Prompt
Reproduce each line of the listing exactly.

Stored data
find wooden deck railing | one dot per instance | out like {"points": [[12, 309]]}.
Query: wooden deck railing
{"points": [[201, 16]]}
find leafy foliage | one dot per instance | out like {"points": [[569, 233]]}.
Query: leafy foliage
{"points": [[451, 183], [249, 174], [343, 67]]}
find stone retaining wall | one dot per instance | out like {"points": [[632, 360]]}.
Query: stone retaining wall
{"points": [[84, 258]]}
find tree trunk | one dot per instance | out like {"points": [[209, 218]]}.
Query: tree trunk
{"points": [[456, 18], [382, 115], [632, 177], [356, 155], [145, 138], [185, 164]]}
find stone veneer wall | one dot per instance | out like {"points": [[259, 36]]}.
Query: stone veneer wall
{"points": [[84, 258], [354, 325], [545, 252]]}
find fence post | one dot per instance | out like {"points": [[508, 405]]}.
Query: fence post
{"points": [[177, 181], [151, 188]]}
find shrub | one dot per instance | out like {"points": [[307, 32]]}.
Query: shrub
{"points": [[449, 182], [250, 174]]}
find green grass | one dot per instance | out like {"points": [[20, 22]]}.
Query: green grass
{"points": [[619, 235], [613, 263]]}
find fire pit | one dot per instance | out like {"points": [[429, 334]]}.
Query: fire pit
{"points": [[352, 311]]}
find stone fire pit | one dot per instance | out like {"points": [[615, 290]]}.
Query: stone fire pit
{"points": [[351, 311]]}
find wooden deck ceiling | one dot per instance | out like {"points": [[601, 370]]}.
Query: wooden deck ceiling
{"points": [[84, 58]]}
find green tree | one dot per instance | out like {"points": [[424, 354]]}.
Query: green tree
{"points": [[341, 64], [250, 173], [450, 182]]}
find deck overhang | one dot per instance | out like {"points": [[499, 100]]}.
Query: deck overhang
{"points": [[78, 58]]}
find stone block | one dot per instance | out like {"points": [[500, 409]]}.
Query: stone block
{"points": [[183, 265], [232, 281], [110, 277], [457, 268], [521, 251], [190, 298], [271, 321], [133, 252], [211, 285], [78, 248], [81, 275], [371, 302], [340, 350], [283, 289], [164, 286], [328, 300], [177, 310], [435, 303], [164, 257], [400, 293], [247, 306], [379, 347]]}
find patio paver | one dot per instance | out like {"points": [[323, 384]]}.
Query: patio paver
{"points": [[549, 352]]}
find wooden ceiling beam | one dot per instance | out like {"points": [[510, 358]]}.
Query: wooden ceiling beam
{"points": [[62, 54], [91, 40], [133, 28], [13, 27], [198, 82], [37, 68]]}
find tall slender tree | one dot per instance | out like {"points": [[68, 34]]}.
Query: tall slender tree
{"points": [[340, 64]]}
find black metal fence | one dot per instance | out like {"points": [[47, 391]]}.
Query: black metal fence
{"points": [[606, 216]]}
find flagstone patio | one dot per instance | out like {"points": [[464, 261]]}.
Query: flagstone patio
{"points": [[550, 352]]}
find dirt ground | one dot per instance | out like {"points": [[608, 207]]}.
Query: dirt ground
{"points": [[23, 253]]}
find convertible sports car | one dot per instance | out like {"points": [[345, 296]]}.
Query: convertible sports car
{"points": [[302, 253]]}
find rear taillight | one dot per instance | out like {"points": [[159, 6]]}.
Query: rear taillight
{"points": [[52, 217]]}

Response to the task
find wooden deck railing | one dot per instance | out like {"points": [[12, 309]]}.
Query: wooden deck railing
{"points": [[201, 16]]}
find leafy foliage | one dot per instance | out like {"points": [[569, 233]]}.
Query: leafy foliage
{"points": [[451, 183], [249, 174], [343, 67]]}
find stone retaining wall | one dot per instance | out like {"points": [[632, 360]]}.
Query: stone retaining wall
{"points": [[84, 258]]}
find tree trunk | one dot per instance | out like {"points": [[209, 218]]}.
Query: tree trunk
{"points": [[456, 18], [382, 115], [632, 177], [356, 155], [145, 138], [185, 164]]}
find stone veneer wall | one dot per instance | out like {"points": [[259, 36]]}.
Query: stone veneer wall
{"points": [[84, 258], [354, 325], [545, 252]]}
find fence post | one dot per instance | out like {"points": [[508, 405]]}.
Query: fence post
{"points": [[177, 181], [151, 188]]}
find shrub | one dot per instance | out like {"points": [[307, 32]]}.
Query: shrub
{"points": [[449, 182], [250, 174]]}
find green grass | one dot per instance | out like {"points": [[20, 22]]}.
Query: green grass
{"points": [[619, 235], [613, 263]]}
find fire pit | one dot per instance | out like {"points": [[429, 334]]}.
Query: fire pit
{"points": [[352, 311]]}
find stone fire pit | one dot per instance | out like {"points": [[615, 290]]}.
Query: stone fire pit
{"points": [[351, 311]]}
find wooden deck ceiling | one dot per instance | out like {"points": [[601, 370]]}.
Query: wooden deck ceiling
{"points": [[84, 58]]}
find green tree | one dot per instance | out like {"points": [[424, 354]]}.
Query: green tree
{"points": [[341, 64], [250, 173], [450, 182]]}
find deck overhang | one dot per instance | out like {"points": [[499, 100]]}.
Query: deck overhang
{"points": [[78, 58]]}
find stone block | one dot per instance | out like {"points": [[500, 409]]}.
Query: stone block
{"points": [[183, 265], [232, 281], [110, 277], [457, 268], [521, 251], [190, 298], [271, 321], [133, 252], [211, 285], [78, 248], [81, 275], [371, 302], [340, 350], [283, 289], [164, 286], [328, 300], [177, 310], [435, 303], [164, 257], [400, 293], [247, 306], [379, 347]]}
find patio paver | one dot per instance | out like {"points": [[323, 384]]}.
Query: patio paver
{"points": [[549, 352]]}
find wooden ceiling beam | one dot per instance | out like {"points": [[510, 358]]}.
Query: wooden ceiling beam
{"points": [[62, 54], [91, 40], [133, 28], [13, 27], [198, 82], [37, 68]]}
find tall slender tree | one dot per instance | out like {"points": [[68, 34]]}.
Query: tall slender tree
{"points": [[340, 64]]}
find black metal fence | one dot per instance | out like {"points": [[47, 391]]}.
Query: black metal fence
{"points": [[606, 216]]}
find flagstone patio | one dot per instance | out like {"points": [[464, 261]]}.
Query: flagstone patio
{"points": [[550, 352]]}
find dirt ground | one dot per instance | out like {"points": [[608, 207]]}.
Query: dirt ground
{"points": [[23, 253]]}
find convertible sports car | one dot per instance | out like {"points": [[345, 296]]}.
Query: convertible sports car
{"points": [[302, 253]]}
find rear taillight | one dot per instance | out like {"points": [[159, 6]]}.
Query: rear taillight
{"points": [[52, 217]]}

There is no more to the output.